[GIVEN TASK] Scale the records starting at the line that contains "Each instance of the white lettering" and ending at the last line of the records. Write out only those lines again, requests included, with every coordinate in the answers multiplied by 0.9 and rounded to a whole number, halves rounding up.

[START OF DATA RECORDS]

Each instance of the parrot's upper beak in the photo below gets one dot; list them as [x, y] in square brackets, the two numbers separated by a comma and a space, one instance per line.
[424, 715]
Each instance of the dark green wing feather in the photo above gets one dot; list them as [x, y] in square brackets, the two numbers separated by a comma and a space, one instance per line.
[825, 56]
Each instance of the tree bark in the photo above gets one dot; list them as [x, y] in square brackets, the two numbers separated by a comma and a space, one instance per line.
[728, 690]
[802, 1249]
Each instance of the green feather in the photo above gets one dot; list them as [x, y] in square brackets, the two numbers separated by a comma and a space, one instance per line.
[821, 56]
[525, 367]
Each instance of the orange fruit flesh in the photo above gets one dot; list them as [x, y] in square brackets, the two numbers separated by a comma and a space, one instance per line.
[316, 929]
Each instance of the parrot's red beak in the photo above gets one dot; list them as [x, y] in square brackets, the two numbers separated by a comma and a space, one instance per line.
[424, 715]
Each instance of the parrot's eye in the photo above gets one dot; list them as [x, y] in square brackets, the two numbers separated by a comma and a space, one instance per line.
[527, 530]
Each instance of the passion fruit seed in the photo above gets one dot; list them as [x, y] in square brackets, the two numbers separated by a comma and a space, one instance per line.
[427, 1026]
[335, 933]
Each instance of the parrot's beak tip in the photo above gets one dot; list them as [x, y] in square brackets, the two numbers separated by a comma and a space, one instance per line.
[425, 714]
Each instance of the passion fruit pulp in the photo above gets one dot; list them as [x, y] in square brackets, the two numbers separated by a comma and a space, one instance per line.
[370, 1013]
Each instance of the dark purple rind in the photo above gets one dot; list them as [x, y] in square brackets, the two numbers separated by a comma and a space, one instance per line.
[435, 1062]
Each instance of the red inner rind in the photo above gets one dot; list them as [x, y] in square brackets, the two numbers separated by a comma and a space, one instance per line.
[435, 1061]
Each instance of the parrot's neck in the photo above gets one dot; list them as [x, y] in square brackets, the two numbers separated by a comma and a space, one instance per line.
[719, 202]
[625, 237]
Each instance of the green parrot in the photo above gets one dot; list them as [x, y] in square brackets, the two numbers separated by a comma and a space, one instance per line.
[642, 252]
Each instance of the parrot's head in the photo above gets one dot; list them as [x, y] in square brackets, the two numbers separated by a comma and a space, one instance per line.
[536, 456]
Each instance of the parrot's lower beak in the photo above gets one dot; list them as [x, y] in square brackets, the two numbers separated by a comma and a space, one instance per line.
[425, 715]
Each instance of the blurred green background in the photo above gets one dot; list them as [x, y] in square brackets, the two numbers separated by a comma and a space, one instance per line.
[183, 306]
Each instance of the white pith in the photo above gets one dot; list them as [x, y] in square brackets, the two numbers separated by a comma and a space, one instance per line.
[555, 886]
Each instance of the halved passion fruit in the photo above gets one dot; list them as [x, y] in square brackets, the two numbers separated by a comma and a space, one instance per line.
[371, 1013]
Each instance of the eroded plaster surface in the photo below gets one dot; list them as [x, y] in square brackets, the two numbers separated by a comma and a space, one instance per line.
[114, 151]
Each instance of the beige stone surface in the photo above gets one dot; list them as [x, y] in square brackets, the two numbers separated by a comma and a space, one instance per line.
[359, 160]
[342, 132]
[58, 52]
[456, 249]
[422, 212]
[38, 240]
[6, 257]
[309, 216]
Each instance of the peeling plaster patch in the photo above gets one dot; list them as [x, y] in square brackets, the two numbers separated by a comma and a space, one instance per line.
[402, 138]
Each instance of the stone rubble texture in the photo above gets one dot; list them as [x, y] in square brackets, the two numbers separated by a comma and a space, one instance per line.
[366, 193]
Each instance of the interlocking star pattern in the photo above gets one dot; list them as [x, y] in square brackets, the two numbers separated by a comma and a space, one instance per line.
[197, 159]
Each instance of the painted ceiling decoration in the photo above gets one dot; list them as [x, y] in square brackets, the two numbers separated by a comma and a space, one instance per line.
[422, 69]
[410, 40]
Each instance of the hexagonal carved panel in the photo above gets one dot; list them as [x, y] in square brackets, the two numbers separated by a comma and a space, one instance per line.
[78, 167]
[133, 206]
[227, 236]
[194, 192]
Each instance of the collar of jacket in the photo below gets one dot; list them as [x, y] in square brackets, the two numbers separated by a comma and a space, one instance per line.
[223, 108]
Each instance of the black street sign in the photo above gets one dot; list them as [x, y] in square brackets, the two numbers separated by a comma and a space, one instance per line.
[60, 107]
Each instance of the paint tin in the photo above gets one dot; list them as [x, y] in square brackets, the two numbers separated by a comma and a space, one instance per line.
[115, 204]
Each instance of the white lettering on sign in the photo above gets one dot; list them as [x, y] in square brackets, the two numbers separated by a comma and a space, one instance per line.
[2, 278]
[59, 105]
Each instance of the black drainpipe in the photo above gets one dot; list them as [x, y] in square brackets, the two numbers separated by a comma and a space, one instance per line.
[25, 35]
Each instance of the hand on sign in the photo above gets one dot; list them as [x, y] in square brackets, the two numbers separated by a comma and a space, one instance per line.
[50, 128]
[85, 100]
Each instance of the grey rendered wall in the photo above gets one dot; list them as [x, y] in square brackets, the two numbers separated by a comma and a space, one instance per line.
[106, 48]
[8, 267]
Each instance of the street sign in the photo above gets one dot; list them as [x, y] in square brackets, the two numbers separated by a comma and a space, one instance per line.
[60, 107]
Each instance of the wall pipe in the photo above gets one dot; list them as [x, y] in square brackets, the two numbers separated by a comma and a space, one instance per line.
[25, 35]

[END OF DATA RECORDS]

[RESULT OF THE EXERCISE]
Each instance of the white lettering on sign in the photo above gets one dot; list them as [x, y] in square brackets, the two numbers separated by a comma and a space, one instance per line.
[2, 250]
[53, 95]
Each instance of the black drainpipe in the photo above gets one dot; list them as [x, y] in square brackets, the two numbers separated by a comma and a space, one instance per line.
[23, 32]
Each instance of the hand on sign in the photo above gets one dot; list them as [x, y] in square brackets, the two numbers separated by a comma and a space, one instance per line.
[45, 115]
[77, 90]
Each instance of the grey rendered wall in the photo above gets one dot; list them as [x, y] in square brackets, the two numbers separated by a comma and a space, one instance per line.
[95, 43]
[7, 240]
Each instance of the street sign in the photo above gets one dot; list them as [x, y] in square brackets, the two numbers separated by a comma and a space, one instance per line.
[54, 96]
Each instance of the wall pipe in the photo above gets one dot; list them as [x, y] in square brackets, the two numbers separated by a comma and a space, one instance per line.
[23, 32]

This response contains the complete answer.